TASK MATERIAL:
'''

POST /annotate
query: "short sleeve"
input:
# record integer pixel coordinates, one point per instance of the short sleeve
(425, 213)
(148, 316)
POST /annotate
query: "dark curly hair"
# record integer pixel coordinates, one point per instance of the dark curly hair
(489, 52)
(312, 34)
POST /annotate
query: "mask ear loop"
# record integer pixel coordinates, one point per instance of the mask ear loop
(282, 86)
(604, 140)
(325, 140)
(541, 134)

'''

WHAT YOU HAVE TO DO: Copy every one of the rows above character for character, with nothing changed.

EXERCISE OUTPUT:
POST /annotate
query: "short sleeve"
input:
# record integer pixel coordinates, one point per instance of the short sleeve
(425, 213)
(148, 316)
POST /annotate
query: "dark curly hair"
# record integer pixel coordinates, one point per instance of the dark curly hair
(489, 52)
(312, 34)
POST /annotate
query: "mask ear loop"
# record integer pixel coordinates, one point per instance of the mask ear loop
(282, 86)
(604, 140)
(325, 140)
(541, 134)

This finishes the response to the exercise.